— BEGIN DATA EXTRACT —

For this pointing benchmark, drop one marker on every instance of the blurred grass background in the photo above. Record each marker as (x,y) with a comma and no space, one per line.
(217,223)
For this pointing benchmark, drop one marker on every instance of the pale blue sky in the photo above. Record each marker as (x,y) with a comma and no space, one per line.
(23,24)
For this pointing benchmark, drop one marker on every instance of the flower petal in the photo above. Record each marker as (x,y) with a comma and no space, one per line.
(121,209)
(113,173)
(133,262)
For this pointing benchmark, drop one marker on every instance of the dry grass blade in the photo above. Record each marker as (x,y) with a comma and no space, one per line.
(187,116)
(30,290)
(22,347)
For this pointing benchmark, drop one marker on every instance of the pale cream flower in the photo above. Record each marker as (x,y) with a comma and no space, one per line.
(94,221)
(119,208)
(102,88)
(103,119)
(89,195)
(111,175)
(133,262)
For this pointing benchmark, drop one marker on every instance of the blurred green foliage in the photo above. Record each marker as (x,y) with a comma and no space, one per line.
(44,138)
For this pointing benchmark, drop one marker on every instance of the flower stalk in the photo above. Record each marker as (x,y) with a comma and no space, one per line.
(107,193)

— END DATA EXTRACT —

# [AIM]
Reproduce all of the records above with "pointing benchmark" swapped for "pointing test" and nothing else changed.

# [ANSWER FOR THE TASK]
For this pointing test, drop one marker on every instance of the blurred grass background in the photo above. Record each marker as (x,y) with a comma and no space, one per line.
(217,223)
For this pointing test, drop one marker on every instance of the pale blue sky in the photo above. Record each marker as (x,y) with a comma and no space, one per line.
(23,24)
For this pointing test, drop one marker on every instance of the flower petal in the photo above. Record each marker as (x,y) with a comma and no space, one per line.
(121,209)
(113,173)
(133,262)
For this pointing test, drop one marker on every instance of the dry grass blade in the photo above. Record each marker as (x,y) with a comma and no space, one per line.
(187,116)
(30,290)
(22,347)
For this pointing test, drop one marker on every instance of the pale cream flower in the photo above. Record each marker as (x,y) with a comma and no space, one per line.
(94,221)
(119,208)
(102,88)
(103,119)
(89,195)
(111,175)
(133,262)
For this pointing test, drop one marker on every instance of the blurred green foliage in the photo above. Record each marker as (x,y) with a comma and no space, one per line.
(44,138)
For this pointing test, drop one marker on every instance of the flower stalk in the photo above. Record each marker as (x,y) with a comma and no space, one per line.
(107,193)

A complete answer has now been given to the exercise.